(AIM) Reproduce only the stretch of records from the line containing "Could you spot the white" through the line containing "Could you spot the stadium", both ends included, with the requests unchanged. Scale every point coordinate in the answers by 2.15 and round each to a whole number, with halves going up.

[BEGIN RECORD EXCERPTS]

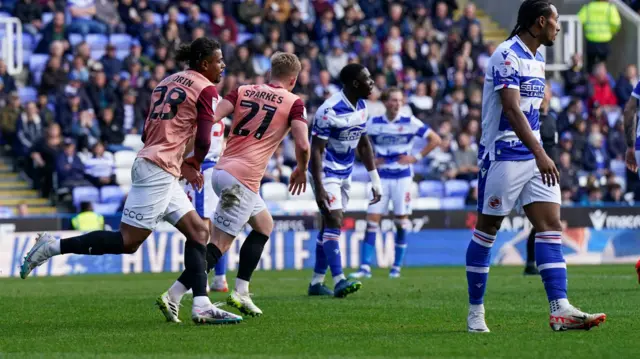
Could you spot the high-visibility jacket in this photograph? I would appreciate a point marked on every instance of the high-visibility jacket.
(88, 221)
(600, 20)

[END RECORD EXCERPTS]
[BEGIN RECORD EXCERPTS]

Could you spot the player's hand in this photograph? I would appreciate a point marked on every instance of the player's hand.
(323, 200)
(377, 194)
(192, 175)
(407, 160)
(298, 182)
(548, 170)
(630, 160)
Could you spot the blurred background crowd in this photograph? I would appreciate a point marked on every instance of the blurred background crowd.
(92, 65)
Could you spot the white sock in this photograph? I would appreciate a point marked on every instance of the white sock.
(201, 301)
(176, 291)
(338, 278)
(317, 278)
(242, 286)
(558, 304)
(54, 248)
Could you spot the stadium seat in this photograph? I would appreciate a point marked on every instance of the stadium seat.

[END RECORD EXCERPTS]

(ANSWER TO THE PROBLEM)
Could you spot the white sock in this photograph? I would appreciate a point marked on every instance of the white sock.
(432, 647)
(378, 626)
(727, 598)
(682, 598)
(520, 615)
(1200, 654)
(116, 533)
Could you spot the stadium seat in this photograph? I would appreciate a point marked on every instance of the stadium seat.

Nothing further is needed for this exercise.